SUPPLIED PASSAGE -

Genetic diversity and demographic history
Levels of genetic diversity were calculated in 10kb windows separately
for eastern and western monarchs. Genomic windows were classified into
autosomes, Z chromosome and neo-Z chromosome. Levels of genome-wide
genetic diversity of eastern and western monarchs were essentially
identical (Fig. 6A, S8, Tables 1, S6), with the genome-wide genetic
diversity landscape of eastern and western monarchs showing an almost
perfect correlation (Fig. S8). This provides further evidence for a lack
of genome-wide genetic differentiation. The Z chromosome had a lower
nucleotide diversity than the autosomes, and the neo-Z chromosome had an
intermediate nucleotide diversity, reflective of their effective
population sizes (Table 1). The
neo-Z chromosome was identified to be an ancestral autosome but fused to
the Z chromosome in the monarch butterfly
(Gu et al. , 2019). The dosage
compensation of the neo-Z chromosome segment looks more similar to the
autosomes than the ancestral Z chromosome
(Gu et al. , 2019). Consistent with
this finding, we found that the genetic diversity of the neo-Z
chromosome segment is higher than the ancestral Z-chromosome (Table 1).

[Saved entries]

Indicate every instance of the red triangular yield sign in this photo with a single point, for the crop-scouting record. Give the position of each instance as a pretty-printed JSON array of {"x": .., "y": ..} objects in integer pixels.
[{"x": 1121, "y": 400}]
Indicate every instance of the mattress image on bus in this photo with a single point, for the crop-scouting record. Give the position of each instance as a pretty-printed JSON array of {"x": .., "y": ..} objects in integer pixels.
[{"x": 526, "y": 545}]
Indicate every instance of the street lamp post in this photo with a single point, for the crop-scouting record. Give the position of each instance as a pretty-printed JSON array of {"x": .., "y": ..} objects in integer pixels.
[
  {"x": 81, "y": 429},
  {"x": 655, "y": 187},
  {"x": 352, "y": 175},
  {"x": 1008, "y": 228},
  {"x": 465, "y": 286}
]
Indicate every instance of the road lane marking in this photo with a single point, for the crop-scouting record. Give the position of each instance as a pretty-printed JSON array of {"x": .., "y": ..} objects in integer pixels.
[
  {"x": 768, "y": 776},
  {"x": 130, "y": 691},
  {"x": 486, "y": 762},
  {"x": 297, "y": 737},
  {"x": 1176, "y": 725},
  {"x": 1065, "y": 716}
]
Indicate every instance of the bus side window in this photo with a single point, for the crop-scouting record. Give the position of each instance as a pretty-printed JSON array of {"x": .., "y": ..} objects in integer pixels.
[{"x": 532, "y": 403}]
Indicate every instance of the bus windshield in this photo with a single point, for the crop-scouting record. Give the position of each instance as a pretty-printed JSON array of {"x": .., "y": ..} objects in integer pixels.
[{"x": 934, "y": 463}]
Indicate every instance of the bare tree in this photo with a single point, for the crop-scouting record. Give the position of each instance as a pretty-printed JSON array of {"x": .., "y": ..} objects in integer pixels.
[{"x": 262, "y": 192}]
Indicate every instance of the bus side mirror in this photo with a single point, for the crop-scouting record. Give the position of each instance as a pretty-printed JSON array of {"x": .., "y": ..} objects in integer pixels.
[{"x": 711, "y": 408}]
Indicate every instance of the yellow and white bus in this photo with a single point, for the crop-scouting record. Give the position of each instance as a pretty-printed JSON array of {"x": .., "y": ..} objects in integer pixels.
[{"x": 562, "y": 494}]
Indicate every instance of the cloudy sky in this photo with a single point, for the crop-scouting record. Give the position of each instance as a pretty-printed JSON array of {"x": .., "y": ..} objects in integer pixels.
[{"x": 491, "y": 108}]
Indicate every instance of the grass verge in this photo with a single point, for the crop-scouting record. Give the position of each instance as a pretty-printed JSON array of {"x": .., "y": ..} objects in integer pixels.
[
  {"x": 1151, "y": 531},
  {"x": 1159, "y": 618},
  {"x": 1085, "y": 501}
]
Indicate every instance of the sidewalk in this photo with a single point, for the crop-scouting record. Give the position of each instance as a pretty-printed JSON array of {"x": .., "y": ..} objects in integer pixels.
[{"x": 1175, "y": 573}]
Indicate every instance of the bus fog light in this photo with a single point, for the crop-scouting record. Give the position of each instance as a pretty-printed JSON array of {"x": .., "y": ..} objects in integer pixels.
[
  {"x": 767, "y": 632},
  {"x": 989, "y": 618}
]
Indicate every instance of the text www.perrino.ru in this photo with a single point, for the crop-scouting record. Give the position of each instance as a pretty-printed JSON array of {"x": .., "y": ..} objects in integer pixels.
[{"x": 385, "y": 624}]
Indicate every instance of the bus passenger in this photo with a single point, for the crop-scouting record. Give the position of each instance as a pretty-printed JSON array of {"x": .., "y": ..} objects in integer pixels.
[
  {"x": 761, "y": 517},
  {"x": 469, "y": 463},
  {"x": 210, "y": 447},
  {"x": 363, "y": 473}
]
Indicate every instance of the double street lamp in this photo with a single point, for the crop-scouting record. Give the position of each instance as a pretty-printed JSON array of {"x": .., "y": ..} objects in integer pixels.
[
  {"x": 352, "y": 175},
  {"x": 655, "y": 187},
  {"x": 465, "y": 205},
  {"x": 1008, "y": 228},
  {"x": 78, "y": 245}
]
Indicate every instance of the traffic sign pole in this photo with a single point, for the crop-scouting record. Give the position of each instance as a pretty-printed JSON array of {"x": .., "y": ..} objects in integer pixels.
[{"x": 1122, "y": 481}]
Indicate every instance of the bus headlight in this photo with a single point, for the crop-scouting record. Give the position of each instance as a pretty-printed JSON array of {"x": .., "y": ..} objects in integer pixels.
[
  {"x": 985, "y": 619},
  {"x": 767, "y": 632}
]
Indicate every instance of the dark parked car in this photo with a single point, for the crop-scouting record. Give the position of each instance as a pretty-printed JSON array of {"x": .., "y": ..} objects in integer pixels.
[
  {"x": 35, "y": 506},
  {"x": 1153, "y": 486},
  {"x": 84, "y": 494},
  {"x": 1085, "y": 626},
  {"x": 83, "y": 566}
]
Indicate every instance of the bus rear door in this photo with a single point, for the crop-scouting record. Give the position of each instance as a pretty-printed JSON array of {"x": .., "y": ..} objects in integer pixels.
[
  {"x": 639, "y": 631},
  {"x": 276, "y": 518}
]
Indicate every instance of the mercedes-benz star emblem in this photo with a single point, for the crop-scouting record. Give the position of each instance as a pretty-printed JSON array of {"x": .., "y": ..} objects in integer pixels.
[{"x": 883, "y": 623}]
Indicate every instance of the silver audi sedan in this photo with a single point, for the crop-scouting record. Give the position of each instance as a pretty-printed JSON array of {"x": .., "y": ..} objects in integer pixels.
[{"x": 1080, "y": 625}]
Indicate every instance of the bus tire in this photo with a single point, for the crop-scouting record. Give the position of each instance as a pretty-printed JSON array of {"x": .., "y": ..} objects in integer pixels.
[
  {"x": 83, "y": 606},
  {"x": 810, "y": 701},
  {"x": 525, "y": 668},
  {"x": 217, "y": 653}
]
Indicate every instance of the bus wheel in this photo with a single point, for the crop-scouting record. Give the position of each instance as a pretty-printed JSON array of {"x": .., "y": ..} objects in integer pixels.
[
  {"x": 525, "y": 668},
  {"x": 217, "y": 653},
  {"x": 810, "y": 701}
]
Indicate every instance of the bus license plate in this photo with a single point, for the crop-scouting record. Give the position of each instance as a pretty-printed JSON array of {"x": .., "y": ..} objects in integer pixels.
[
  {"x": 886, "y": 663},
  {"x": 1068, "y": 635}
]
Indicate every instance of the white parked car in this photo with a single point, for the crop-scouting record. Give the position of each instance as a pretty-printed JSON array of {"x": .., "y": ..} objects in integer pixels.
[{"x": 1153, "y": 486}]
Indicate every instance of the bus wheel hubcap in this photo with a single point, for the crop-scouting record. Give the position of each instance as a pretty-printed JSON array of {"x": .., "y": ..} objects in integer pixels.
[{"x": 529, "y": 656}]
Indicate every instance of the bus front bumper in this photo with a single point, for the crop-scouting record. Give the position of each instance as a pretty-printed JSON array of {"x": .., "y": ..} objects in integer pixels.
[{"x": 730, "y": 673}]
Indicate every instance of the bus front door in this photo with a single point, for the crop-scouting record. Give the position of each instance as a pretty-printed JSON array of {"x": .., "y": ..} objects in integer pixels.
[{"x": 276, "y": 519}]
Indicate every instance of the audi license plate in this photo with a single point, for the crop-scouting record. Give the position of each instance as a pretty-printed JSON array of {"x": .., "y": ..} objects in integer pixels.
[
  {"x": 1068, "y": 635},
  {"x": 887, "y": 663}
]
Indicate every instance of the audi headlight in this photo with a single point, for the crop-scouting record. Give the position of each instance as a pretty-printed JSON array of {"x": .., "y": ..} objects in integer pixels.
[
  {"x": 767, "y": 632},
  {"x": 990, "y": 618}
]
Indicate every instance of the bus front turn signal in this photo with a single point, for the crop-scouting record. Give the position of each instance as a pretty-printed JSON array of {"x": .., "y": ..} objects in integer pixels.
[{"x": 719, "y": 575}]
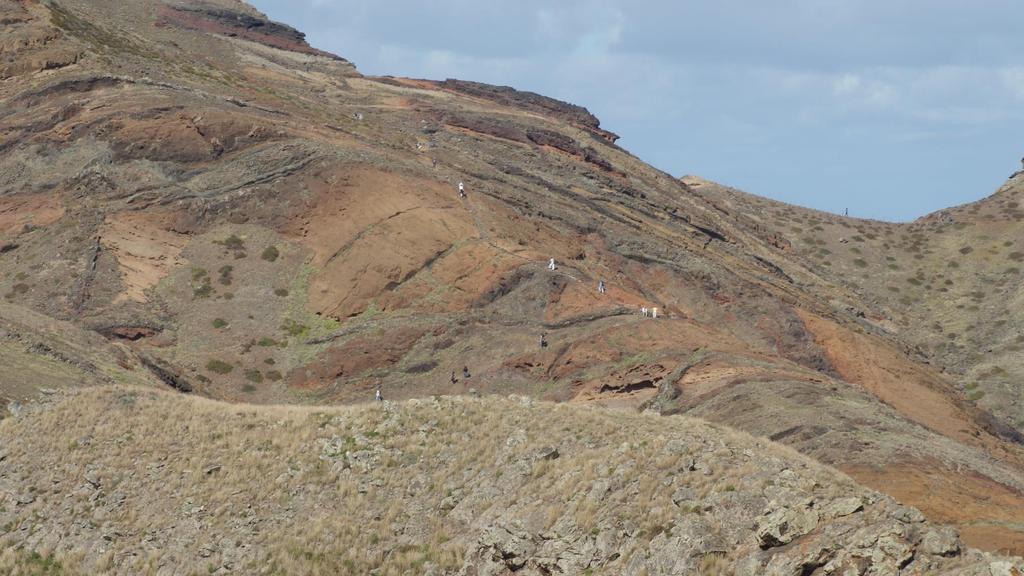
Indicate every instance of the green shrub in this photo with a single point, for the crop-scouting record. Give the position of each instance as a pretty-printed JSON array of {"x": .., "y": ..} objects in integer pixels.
[
  {"x": 219, "y": 367},
  {"x": 270, "y": 254},
  {"x": 204, "y": 290},
  {"x": 232, "y": 242}
]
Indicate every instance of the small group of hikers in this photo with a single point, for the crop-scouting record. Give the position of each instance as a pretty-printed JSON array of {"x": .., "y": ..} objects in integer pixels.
[{"x": 543, "y": 341}]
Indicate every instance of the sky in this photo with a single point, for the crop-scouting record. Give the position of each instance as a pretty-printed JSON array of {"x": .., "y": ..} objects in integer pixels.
[{"x": 892, "y": 109}]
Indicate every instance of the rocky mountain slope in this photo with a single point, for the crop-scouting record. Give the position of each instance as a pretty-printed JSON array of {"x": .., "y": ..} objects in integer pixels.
[
  {"x": 247, "y": 218},
  {"x": 120, "y": 480},
  {"x": 949, "y": 284}
]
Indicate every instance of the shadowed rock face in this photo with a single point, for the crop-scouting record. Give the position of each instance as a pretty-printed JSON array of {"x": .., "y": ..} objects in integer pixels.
[{"x": 254, "y": 220}]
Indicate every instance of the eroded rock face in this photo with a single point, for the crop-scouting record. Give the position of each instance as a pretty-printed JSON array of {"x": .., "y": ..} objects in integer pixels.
[{"x": 295, "y": 232}]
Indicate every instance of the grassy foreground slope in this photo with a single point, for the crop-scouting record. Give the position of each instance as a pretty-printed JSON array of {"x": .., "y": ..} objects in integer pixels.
[{"x": 122, "y": 480}]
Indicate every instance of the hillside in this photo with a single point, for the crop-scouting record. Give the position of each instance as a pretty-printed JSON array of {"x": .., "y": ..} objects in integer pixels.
[
  {"x": 948, "y": 284},
  {"x": 122, "y": 480},
  {"x": 192, "y": 196}
]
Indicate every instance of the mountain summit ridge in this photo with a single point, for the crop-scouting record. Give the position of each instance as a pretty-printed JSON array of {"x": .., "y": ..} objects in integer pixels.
[{"x": 245, "y": 217}]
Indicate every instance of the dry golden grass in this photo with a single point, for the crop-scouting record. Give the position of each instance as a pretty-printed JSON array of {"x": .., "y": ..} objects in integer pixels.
[{"x": 138, "y": 481}]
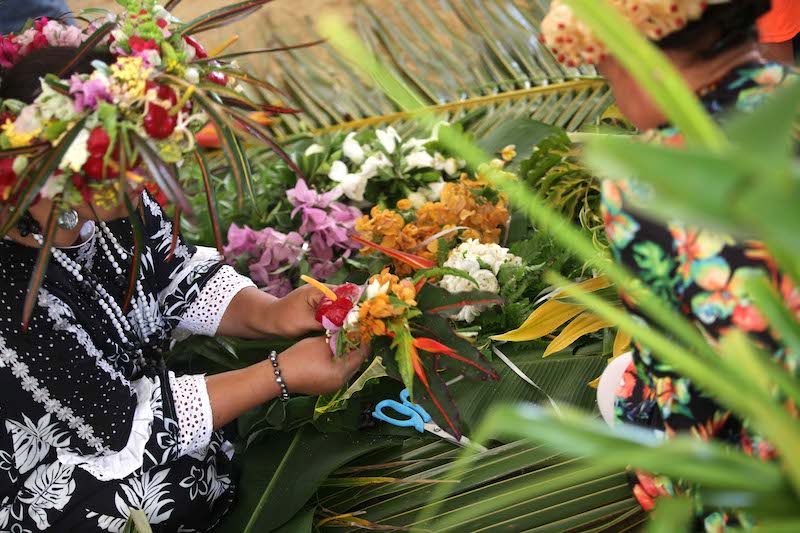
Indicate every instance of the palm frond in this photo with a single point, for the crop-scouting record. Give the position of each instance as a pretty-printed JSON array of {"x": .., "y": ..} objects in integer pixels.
[{"x": 462, "y": 57}]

ACTIVITY LIST -
A – In the monarch genetic diversity passage, what size were the windows in which levels of genetic diversity were calculated?
B – Extend the monarch genetic diversity passage beyond its final sentence.

EXPECTED OUTPUTS -
A – 10kb windows.

B –
In line with genetic diversity (θπ ), genome-wide
Tajima’s D was also highly similar in eastern and western monarchs
(Table 1; Fig. 4, 6B) suggesting that eastern and western monarchs have
a similar demographic history. The negative genome-wide Tajima’s D in
both eastern and western monarchs indicates a recent recovery from a
past bottleneck. We found a total of 128 common Tajima’s D outlier
windows between eastern (out of 223 windows) and western (out of 202
windows) monarchs (Table S7). We did not identify any common windows
between the Tajima’s D outliers and genetic differentiation outliers,
suggesting that the low genome-wide genetic differentiation is the
effect of consistent gene flow between these two groups rather than
random genetic drift.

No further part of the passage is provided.